§ **AIM OF THE TASK**
Continue the tutorial on scraping dict.cc with BeautifulSoup, starting right after its last sentence and not drawing on the material that follows it.
start PASSAGE
In this short tutorial, I’m going to show you how to scrape a website with the 3rd party html-parsing module BeautifulSoup in a practical example. We will search the wonderful translation engine dict.cc, which holds the key to over 700k translations from English to German and vice versa. Note that BeautifulSoup is liscensed just like Python while dict.cc allows for external searching.

First of, place BeautifulSoup.py in your modules directory. Alternatively, if you just want to do a quick test, put in the same directory where you will be writing your program. Then start your favourite text editor/Python IDE(for quick prototyping like we are about to do, I highly recommend a combination of IDLE and VIM) and begin coding. In this tutorial we won’t be doing any design; we won’t even encapsulate in a class. How to do that, later on, is up to your needs.

What we will do:

  1. go to dict.cc
  2. enter a search word into the webform
  3. submit the form
  4. read the result
  5. parse the html code
  6. save all translations
  7. print them

You can either read the needed coded on the fly or download it.
Now let’s begin the magic. Those are our needed imports.

import urllib
import urllib2
import string
import sys
from BeautifulSoup import BeautifulSoup

urllib and urllib2 are both modules offering the possibility to read data from various URLs; they will be needed to open the connection and retrieve the website.  BeautifulSoup is, as mentioned, a html parser.

Since we are going to fetch our data from a website, we have to behave like a browser. That’s why will be needing to fake a user agent. For our program, I chose to push the webstatistics a little in favour of Firefox and Solaris.
end PASSAGE
start DATA EXTRACT
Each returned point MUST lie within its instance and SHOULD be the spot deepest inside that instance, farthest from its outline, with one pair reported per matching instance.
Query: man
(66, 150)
end DATA EXTRACT
§ **EXERCISE RESPONSE**
user_agent = 'Mozilla/5 (Solaris 10) Gecko'
headers = { 'User-Agent' : user_agent }

Now let’s take a look at the code of dict.cc. We need to know how the webform is constructed if we want to query it.

...
<form style="margin:0px" action="http://www.dict.cc/" method="get">
  <table>
    <tr>
      <td>
        <input id="sinp" maxlength="100" name="s" size="25" type="text" />
        style="padding:2px;width:340px" value="">
      ...</td>
    </tr>
  </table>
</form>
...

The relevant parts are action, method and the name inside the input tag. The action is the webapplication that will get called when the form is submitted. The method shows us how we need to encode the data for the form while the name is our query variable.

values = {'s' : sys.argv[1] }
data = urllib.urlencode(values)
request = urllib2.Request("http://www.dict.cc/", data, headers)
response = urllib2.urlopen(request)

Here the data get’s encapsulated in a GET request and packed into the webform. Notice that values is a dictionary which makes handling more complex forms a charm. The the form gets submitted by urlopen() – i.e. we virtually pressed the “Search”-button.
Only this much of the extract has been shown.